▶ [Задания]:
(a) Пожалуйста, перепишите из текста о Северянине отрывок, который начинается словами «В 1926 году» и продолжается до слов «и верный эпигон.» включительно.
(b) С кем, по словам текста о Северянине, остался Георгий Иванов?

▶ [Текст для чтения]:
"""

Вскоре, однако, контакты Северянина с акмеистами прекратились. Слишком далеки были творческие принципы и взгляды на искусство. К тому же автора «Громокипящего кубка» ждала великая всероссийская слава. Прежние сподвижники по кружку Ego (Шершеневич, Ивнев, Иван Игнатьев и др.) опять составили его окружение. Георгий Иванов остался с Гумилевым. Этого Северянин ему не простил [107].

В 1926 году он посвятил бывшему сподвижнику сонет:


Во дни военно-школьничьих погон
Уже он был двуликим и двуличным:
Большим льстецом и другом невеличным,
Коварный паж и верный эпигон.

Заканчивается сонет так: «Он выглядит «вполне под Гумилева», что попадает в глаз, минуя бровь…»

"""

▶ [Исходные материалы]:

"""

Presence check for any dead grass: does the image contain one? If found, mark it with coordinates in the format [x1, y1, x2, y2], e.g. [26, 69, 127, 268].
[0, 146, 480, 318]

"""

▶ [Ожидаемые ответы]:
(a)
В 1926 году он посвятил бывшему сподвижнику сонет:


Во дни военно-школьничьих погон
Уже он был двуликим и двуличным:
Большим льстецом и другом невеличным,
Коварный паж и верный эпигон.

(b) С Гумилевым.